═════ EXTRAIT FOURNI ═════

Gaël Chaunut est un homme de racines. C’est peut-être pour cela qu’il a choisi de travailler le bois, plutôt que la vigne, alors même que sa famille possède une petite exploitation d’un hectare du côté de Germigny. « L’exploitation était trop petite pour que j’y travaille à temps plein, et puis, je n’aimais pas non plus excessivement le travail de la vigne », concède-t-il. En revanche, le bois, matière noble et vivante « grâce à laquelle on peut fabriquer tellement de choses », l’attire depuis toujours. C’est pourquoi, dès sa sortie de troisième, il décide de s’orienter vers le lycée viticole de Beaune, en Bourgogne, afin d’y effectuer un CAP Tonnellerie.
Ainsi, il garde un pied dans le milieu viticole qu’il affectionne par ailleurs. Il enchaîne ensuite avec un CAP menuiserie et ébénisterie dans l’optique d’intégrer la Tonnellerie de Champagne, et revenir dans sa région d’origine. Ce choix est aussi dicté par la physionomie de l’entreprise, une tonnellerie qui reste artisanale avec un savoir-faire ancestral. « Je ne voulais pas travailler dans une tonnellerie industrielle, avec des machines certes performantes et qui permettent de sortir des centaines de tonneaux à la journée mais où l’on perd le contact avec l’objet et la matière brute », relève Gaël Chaunut.
De la fabrication à la réparation
En 2003, retour en Champagne où il intègre les Compagnons du devoir, en alternance avec la tonnellerie. Là, il apprend tous les rudiments du métier et s’y perfectionne au fil des ans : « J’y ai appris la fabrication de fûts neufs, celle de foudres, beaucoup plus imposants car ce sont des contenants de 1 000 litres mais aussi la réparation. Le façonnage du bois est une étape importante car elle demande beaucoup de précision. Puis il y a aussi la chauffe et le travail de finition… C’est très varié », note-t-il.
« Garder le côté artisanal de mon travail est incoutournable. Je ne voulais pas évoluer dans un environnement industriel, avec des machines certes performantes mais où l’on perd le contact avec l’objet et la matière brute. »

═════ DONNÉES ENREGISTRÉES ═════

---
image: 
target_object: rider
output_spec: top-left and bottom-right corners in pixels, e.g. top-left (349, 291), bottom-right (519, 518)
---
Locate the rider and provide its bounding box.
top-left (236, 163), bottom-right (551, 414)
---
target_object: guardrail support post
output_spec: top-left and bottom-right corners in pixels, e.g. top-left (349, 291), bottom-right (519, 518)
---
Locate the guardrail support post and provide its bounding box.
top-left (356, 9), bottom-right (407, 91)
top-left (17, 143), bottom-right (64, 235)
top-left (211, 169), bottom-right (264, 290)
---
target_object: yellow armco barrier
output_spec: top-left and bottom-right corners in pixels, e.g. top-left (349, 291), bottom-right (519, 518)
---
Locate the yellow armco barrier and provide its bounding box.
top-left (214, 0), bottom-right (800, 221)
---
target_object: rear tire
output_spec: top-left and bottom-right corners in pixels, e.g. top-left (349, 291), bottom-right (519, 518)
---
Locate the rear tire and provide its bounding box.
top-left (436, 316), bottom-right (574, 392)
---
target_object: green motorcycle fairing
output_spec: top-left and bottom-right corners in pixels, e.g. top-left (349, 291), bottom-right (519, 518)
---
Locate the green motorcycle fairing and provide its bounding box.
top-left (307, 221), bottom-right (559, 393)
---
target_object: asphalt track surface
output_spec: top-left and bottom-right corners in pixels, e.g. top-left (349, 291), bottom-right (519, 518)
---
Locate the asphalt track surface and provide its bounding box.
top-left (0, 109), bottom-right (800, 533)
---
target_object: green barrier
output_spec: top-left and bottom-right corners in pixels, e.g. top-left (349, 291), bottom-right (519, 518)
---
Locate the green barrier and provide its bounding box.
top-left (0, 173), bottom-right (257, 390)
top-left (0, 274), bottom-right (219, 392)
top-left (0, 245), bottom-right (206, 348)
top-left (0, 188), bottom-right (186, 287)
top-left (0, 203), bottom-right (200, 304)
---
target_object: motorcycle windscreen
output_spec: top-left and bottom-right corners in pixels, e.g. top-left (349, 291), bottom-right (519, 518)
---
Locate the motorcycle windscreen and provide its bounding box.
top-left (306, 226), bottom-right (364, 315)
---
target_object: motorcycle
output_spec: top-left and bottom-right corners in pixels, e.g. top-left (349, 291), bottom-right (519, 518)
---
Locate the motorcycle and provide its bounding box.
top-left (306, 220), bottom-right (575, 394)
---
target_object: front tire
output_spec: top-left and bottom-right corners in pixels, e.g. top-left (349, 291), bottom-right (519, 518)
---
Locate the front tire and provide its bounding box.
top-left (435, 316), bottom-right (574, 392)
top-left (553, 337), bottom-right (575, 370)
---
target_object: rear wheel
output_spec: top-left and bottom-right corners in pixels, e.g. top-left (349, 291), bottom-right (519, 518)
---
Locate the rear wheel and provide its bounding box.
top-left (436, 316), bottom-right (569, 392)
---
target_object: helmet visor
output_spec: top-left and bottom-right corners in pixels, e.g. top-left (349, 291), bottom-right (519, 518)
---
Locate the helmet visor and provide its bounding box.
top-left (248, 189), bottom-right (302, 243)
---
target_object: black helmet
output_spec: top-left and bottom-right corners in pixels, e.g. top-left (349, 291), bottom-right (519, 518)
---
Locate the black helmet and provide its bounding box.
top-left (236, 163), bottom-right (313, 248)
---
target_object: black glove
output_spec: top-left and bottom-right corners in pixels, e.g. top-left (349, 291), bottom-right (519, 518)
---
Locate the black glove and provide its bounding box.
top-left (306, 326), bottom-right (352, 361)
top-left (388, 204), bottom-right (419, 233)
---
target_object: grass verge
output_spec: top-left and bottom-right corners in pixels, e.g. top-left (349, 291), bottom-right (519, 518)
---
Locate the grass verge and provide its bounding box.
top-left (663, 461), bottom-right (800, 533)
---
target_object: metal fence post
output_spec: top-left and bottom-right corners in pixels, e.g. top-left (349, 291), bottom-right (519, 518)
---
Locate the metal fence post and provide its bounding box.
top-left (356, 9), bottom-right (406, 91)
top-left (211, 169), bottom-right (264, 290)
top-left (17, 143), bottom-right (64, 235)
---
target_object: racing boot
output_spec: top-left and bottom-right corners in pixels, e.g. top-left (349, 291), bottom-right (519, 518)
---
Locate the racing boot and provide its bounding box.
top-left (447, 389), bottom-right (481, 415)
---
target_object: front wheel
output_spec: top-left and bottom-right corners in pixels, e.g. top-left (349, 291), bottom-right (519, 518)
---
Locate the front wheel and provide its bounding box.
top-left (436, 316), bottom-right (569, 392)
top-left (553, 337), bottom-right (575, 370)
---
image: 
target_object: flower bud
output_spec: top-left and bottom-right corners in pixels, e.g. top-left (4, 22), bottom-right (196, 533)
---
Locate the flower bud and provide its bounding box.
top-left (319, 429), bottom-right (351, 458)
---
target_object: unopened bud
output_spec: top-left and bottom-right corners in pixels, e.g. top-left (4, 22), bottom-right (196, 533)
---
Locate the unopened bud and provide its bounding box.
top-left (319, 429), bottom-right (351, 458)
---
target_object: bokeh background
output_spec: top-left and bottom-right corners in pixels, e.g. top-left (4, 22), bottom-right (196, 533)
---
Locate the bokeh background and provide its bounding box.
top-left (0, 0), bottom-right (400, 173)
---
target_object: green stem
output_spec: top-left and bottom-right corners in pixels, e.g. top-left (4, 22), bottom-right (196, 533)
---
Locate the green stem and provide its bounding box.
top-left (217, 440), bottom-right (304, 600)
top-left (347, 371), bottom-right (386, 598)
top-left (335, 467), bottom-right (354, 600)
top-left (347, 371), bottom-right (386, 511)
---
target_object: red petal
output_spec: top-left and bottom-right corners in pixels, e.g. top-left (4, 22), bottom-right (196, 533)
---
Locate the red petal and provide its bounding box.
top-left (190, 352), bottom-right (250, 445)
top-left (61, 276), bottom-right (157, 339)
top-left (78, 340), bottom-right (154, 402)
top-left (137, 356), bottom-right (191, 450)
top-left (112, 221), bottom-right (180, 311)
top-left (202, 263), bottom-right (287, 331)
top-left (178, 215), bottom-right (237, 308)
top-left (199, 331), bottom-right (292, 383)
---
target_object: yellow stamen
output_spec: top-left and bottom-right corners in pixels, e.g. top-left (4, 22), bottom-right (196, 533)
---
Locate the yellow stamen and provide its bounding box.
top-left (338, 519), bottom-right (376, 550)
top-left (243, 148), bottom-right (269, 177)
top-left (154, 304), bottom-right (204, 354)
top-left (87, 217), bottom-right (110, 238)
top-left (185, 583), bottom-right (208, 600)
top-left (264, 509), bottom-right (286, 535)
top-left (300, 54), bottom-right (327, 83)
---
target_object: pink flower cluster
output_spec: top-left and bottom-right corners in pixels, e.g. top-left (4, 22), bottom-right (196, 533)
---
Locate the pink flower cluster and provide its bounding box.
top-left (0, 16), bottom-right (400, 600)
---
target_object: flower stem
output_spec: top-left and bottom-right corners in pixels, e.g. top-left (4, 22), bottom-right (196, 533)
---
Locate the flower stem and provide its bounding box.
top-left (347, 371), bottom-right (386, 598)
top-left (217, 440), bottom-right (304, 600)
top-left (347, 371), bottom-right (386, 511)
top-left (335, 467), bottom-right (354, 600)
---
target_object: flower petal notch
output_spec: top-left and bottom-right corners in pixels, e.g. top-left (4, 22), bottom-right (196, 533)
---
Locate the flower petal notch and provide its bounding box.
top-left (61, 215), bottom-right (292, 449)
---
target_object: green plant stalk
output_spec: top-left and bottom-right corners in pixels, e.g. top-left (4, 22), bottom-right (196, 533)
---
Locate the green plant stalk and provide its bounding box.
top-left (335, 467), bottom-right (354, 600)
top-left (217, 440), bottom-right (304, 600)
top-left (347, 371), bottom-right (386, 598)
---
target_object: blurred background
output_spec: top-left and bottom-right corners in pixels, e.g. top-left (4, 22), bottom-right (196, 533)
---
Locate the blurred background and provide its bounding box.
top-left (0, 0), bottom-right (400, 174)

═════

» TÂCHE COURTE A
Dans l'article sur le tonnelier, quelle formation Gaël Chaunut part-il suivre au lycée viticole de Beaune après sa troisième ?
» TÂCHE COURTE B
Pourriez-vous poursuivre l'article sur le tonnelier à la suite de sa dernière phrase ?
Les entrées proviennent d'une autre source.

» RÉPONSE RÉDIGÉE A
Un CAP Tonnellerie.

» RÉPONSE RÉDIGÉE B
À la main, la fabrication d’un fût prend une dizaine d’heures, « on travaille des grumes (troncs coupés, ndlr.) de cinq ou six mètres de long ! ». Pour cette même durée, de manière industrielle, un tonnelier façonne trois ou quatre tonneaux… « Par an, je fabriquais 300 à 400 fûts, dont un certain nombre sur-mesure… La Tonnellerie de Champagne travaille principalement avec les vignerons de Champagne-Ardenne. »
Un métier qui évolue
Au bout de 17 années cependant, Gaël Chaunut a envie de « voir autre chose » et l’occasion se présente d’intégrer la Maison Bollinger, seule Maison de champagne à disposer de son tonnelier maison. Là, il intègre le Cellier et a l’occasion de toucher à d’autres parties de l’élaboration du champagne. « Lors des vendanges par exemple, je participe au remplissage des fûts. Une fois la fermentation terminée, il faut finir de les remplir pour compenser ‘‘la part des anges’’ », détaille-t-il, avant de participer également au soutirage.
« Concernant les tonneaux, mon travail est aujourd’hui différent. Je ne fais plus que de la réparation de fûts, car la Maison Bollinger ne travaille qu’avec des tonneaux de 15 ou 30 ans, ayant déjà accueilli plusieurs vins auparavant. » Contrairement à une cuve en inox, le tonneau a besoin d’être préparé afin d’avoir une qualité optimale au moment de recevoir le moût de raisin. Six à huit semaines en amont des vendanges sont nécessaires à la préparation.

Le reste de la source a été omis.